| What is being asked |
Copy these rows word for word.

[Saved data entries]

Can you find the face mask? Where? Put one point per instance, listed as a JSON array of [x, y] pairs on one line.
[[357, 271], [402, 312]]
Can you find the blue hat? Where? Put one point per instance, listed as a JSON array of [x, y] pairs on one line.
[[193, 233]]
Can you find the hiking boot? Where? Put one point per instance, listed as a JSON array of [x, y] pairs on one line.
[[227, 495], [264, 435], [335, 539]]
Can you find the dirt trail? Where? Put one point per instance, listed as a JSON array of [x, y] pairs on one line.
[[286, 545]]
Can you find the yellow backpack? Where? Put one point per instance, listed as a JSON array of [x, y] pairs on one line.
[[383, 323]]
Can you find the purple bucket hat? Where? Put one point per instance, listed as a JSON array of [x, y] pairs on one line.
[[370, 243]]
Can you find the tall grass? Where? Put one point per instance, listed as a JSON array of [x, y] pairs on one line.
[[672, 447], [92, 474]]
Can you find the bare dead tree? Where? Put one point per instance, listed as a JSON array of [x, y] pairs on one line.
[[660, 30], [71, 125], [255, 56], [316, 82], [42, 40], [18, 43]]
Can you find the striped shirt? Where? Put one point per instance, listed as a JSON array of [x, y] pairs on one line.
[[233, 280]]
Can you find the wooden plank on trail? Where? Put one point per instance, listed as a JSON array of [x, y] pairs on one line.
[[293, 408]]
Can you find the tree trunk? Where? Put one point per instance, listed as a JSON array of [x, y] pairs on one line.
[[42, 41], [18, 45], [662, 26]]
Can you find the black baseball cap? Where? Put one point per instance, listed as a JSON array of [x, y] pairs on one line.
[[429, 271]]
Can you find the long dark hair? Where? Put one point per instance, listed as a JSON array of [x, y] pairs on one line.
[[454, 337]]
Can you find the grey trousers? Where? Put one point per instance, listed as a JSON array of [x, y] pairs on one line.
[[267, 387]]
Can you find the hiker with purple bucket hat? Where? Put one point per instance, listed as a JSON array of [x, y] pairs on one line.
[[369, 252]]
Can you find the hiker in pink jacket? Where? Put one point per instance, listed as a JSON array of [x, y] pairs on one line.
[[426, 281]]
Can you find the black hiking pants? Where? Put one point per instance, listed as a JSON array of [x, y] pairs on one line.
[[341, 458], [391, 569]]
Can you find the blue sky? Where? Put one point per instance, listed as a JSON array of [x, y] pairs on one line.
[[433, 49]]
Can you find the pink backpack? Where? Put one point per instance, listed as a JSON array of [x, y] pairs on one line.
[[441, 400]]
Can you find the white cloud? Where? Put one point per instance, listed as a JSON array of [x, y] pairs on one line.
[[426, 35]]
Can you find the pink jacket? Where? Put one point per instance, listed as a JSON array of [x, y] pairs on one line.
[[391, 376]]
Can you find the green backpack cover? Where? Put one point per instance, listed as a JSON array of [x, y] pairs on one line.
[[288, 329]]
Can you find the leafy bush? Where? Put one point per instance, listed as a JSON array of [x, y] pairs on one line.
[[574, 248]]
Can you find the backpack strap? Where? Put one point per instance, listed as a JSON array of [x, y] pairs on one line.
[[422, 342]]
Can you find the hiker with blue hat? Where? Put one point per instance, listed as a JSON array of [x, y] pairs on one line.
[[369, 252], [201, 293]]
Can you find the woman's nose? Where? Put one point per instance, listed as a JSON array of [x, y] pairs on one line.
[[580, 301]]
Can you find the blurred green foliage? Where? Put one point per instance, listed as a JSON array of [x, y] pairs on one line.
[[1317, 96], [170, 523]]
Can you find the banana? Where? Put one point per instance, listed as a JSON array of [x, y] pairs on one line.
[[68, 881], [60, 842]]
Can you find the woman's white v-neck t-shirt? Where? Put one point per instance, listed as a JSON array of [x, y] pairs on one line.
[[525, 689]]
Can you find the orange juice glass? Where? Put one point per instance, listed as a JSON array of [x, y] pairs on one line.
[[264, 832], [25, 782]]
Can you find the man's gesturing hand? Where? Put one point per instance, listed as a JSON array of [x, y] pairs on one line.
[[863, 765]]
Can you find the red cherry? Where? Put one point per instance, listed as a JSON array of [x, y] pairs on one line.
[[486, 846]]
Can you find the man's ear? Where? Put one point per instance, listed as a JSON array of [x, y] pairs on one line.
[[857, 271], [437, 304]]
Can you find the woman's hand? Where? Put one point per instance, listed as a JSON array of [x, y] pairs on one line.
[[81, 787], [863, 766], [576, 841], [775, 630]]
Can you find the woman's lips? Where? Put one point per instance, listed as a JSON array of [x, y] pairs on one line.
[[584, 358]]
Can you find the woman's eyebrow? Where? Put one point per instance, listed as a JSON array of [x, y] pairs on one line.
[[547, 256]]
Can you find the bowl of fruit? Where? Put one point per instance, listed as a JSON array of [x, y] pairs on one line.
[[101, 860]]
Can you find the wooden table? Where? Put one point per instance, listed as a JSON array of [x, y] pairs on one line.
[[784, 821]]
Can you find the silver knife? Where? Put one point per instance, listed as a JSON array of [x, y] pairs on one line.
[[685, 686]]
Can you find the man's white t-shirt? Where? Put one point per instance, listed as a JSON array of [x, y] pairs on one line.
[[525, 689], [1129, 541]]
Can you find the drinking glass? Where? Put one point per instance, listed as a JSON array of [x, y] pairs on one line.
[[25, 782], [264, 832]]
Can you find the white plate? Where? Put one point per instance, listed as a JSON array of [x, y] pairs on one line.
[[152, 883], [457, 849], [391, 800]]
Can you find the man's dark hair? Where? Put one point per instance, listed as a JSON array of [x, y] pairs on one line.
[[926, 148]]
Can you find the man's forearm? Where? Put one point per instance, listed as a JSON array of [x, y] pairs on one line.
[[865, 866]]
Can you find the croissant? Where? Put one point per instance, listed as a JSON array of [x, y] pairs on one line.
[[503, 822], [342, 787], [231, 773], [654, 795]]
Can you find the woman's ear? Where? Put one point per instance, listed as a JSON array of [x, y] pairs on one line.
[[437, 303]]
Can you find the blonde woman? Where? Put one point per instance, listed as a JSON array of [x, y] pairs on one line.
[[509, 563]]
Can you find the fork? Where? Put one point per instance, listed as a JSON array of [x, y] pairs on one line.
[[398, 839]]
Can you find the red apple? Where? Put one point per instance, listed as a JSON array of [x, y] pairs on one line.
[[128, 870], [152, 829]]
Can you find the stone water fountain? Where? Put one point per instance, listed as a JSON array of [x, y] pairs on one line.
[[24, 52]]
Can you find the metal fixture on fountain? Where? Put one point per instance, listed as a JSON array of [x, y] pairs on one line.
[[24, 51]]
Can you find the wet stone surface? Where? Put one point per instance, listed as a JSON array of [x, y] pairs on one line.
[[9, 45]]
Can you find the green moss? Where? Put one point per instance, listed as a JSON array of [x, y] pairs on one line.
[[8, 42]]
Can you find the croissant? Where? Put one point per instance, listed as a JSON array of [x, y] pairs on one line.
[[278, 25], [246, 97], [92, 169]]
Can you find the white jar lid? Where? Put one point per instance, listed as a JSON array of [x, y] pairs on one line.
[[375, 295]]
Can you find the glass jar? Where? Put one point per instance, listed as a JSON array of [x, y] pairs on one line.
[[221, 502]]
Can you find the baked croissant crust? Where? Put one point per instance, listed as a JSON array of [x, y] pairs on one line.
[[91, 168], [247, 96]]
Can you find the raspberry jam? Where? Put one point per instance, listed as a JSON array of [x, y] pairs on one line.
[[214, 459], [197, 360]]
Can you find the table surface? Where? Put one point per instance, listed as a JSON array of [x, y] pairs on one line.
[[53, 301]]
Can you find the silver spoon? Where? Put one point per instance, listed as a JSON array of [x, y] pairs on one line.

| Full solution |
Can you find the face mask? Where? Put one point per instance, listed as a JSON array of [x, y] pairs on one line.
[[357, 271], [402, 312]]
Can you find the blue hat? Where? Put one point per instance, listed as a JSON array of [x, y] pairs on one line.
[[193, 233]]
Can you find the hiking boot? Where? Put one point per instance, listed as a JSON array of [x, y] pairs on one line.
[[227, 495], [264, 435], [335, 539]]
Can you find the dirt trail? Where? Put one point per instance, listed as a JSON array of [x, y] pairs on one line.
[[286, 545]]
Can you find the yellow backpack? Where? Put one point per instance, listed as a JSON array of [x, y] pairs on one line.
[[383, 323]]
Can you find the purple bucket hat? Where? Put one point per instance, listed as a JSON array of [x, y] pairs on one line.
[[370, 243]]
Can you find the tall grass? Where? Put one point per instance, listed as a JSON array of [x, y] pairs on one line.
[[672, 447], [92, 474]]
Can you find the bare dead tree? Where? Put one point per instance, listed as a JSON array of [x, y] pairs on one line.
[[660, 30], [71, 125], [255, 56], [316, 82], [42, 40], [18, 43]]
Can you find the striped shirt? Where? Put one point per instance, listed as a JSON array of [x, y] pairs on one line.
[[233, 280]]
Can you find the wooden plank on trail? Where? Put one point per instance, listed as a JSON array of [x, y] pairs on one line.
[[293, 408]]
Can you find the tree trunk? Where? Put one point per instance, listed as a JSON array of [x, y] pairs on one line.
[[42, 41], [18, 45], [662, 26]]
Can you find the black baseball cap? Where? Put one point per instance, listed as a JSON array of [x, y] pairs on one line.
[[429, 271]]
Can you find the long dark hair? Where? Put one point per instance, listed as a JSON array of [x, y] pairs on one line.
[[454, 337]]
Can you find the grey trousers? Where? Put one point per instance, listed as a JSON array of [x, y] pairs on one line.
[[267, 387]]
Can you find the hiker with purple bucket hat? Where? Put one point per instance, listed as a JSON array of [x, y] pairs on one line.
[[369, 252]]
Can you find the hiker in pink jacket? Where? Put one point per instance, listed as a JSON array of [x, y] pairs on one line.
[[426, 281]]
Can you find the black hiking pants? Where? Put one point per instance, listed as a JSON array of [x, y] pairs on one line.
[[341, 458], [391, 569]]
Can you find the blue sky? Where? Put one point per instance, listed as a JSON array of [x, y] pairs on one line.
[[433, 49]]
Can you find the pink backpack? Where? Put one point per instance, listed as a JSON array of [x, y] pairs on one line.
[[441, 400]]
Can you find the white cloud? Where? Put one point per instance, listed as a JSON array of [x, y] pairs on one line.
[[426, 35]]
Can you find the pink jacket? Where? Put one point per instance, listed as a JSON array of [x, y] pairs on one line.
[[391, 376]]
Can you find the green backpack cover? Where? Put one point per instance, listed as a JSON array of [x, y] pairs on one line.
[[288, 329]]
Can you find the leafy bush? Where? Put one point per instance, listed as a JSON array of [x, y] pairs on one line.
[[574, 248]]
Can you find the backpack strap? Where? Put one point per instance, listed as a JSON array of [x, y] pairs on one line.
[[422, 342]]
Can you find the hiker with blue hat? Where? Put one point per instance, listed as a JSON array of [x, y] pairs on one line.
[[369, 252], [201, 293]]
Can you find the woman's nose? Where? Put one point per instance, listed as a JSON array of [x, y] pairs on one line.
[[580, 301]]
Can you find the blurred green foliage? Where? Put one point per instance, listed as a JSON array of [x, y] pairs on one line.
[[1317, 96], [170, 523]]
Can you find the banana? Where? Put one point per instance, listed as a JSON array of [x, y] pairs on one line.
[[68, 881], [60, 842]]
Can you find the woman's white v-neck t-shirt? Where? Put one point per instance, listed as a JSON array of [x, y] pairs on one line.
[[525, 689]]
Can you find the orange juice glass? Where? Put one point per instance, listed as a JSON array of [x, y] pairs on one line.
[[264, 832], [25, 782]]
Can you find the man's gesturing hand? Where? Put one point per instance, listed as a JSON array of [x, y] pairs on one line.
[[863, 765]]
Can you find the red cherry? Where? Put one point per instance, listed as a JSON array of [x, y] pairs on one line.
[[486, 846]]
Can you find the man's ear? Where? Put one point per instance, listed as a JSON array of [x, y] pairs on one line.
[[857, 271], [437, 304]]
Can you find the woman's hand? Where? Put one point per instance, listed as a JSON array of [x, y] pairs on one line.
[[81, 787], [863, 766], [576, 841], [775, 630]]
Can you find the woman's lips? Where? Put one point per instance, listed as a JSON array of [x, y] pairs on one line.
[[584, 358]]
Can you find the woman's eyebrow? Where? Put one point per instance, listed as a JSON array of [x, y] pairs on one line.
[[547, 256]]
Can you find the bowl of fruit? Where? Put one point per instance, listed as a JSON array of [x, y] pairs on one line.
[[101, 860]]
Can you find the wooden table? Where? Put one point per instance, listed as a JSON array of [x, y] pairs on one line.
[[784, 821]]
Can you find the silver knife? Where? Put one point per instance, listed as a JSON array of [x, y] pairs on one line.
[[685, 686]]
Can you find the man's white t-shirt? Where? Put one point per instance, listed as a JSON array of [x, y] pairs on one line.
[[525, 689], [1129, 541]]
Can you find the drinking glass? Where? Put one point per instance, listed as a JSON array of [x, y] pairs on one line.
[[25, 782], [264, 832]]
Can you find the white plate? Where? Put one point per instance, listed as a JSON array of [x, y] pairs on one line.
[[152, 883], [457, 849], [391, 800]]
Can you find the man's dark hair? Where? Put one point per instance, listed as a JSON array of [x, y] pairs on one line.
[[926, 148]]
Can you find the man's forearm? Where? Put one point per instance, listed as a JSON array of [x, y] pairs on one line.
[[865, 866]]
Can you find the croissant? Where? Put one point per instance, listed as a JSON array of [x, y] pairs on one line.
[[503, 822], [342, 787], [231, 773], [654, 795]]
Can you find the woman's ear? Where? Put one point per instance, listed as a JSON array of [x, y] pairs on one line.
[[437, 303]]
Can you find the blonde woman? Where? Put one point per instance, listed as a JSON array of [x, y] pairs on one line.
[[509, 563]]
Can you find the fork? Where? Put one point per instance, listed as a JSON array of [x, y] pairs on one line.
[[398, 839]]
Can you find the red apple? Where? Put one point per instance, listed as a JSON array of [x, y] pairs on one line.
[[128, 870], [152, 829]]
Can you find the stone water fountain? Where? Put one point per instance, listed as a JSON array of [x, y] pairs on one line.
[[24, 52]]
Can you find the metal fixture on fountain? Where? Put one point per instance, listed as a JSON array of [x, y] pairs on one line.
[[24, 51]]
Can you find the wet stone surface? Where? Put one point per instance, listed as a JSON array of [x, y] pairs on one line.
[[9, 45]]
Can you find the green moss? Where? Put one point per instance, listed as a JSON array of [x, y] pairs on one line.
[[8, 42]]
Can you find the croissant? Where? Put one point per instance, listed as a JSON array of [x, y] pairs on one line.
[[278, 25], [246, 97], [92, 169]]
Can you find the white jar lid? Where? Put one point per instance, listed as a JSON array of [x, y] pairs on one line.
[[375, 295]]
Can you find the glass jar? Where? Put one point per instance, listed as a JSON array of [x, y] pairs on one line.
[[221, 502]]
Can you find the baked croissant crust? Where? Put one point per instance, listed as a JSON array of [x, y] pairs on one line.
[[91, 168], [247, 96]]
Can you find the raspberry jam? Where? Put one point per instance, listed as a JSON array of [x, y] pairs on one line.
[[214, 459], [197, 360]]
Can you find the table surface? Where? Put one point per instance, listed as a JSON array of [x, y] pairs on one line.
[[53, 301]]
Can you find the silver spoon? Where? Put one point per instance, listed as a JSON array of [x, y] pairs on one line.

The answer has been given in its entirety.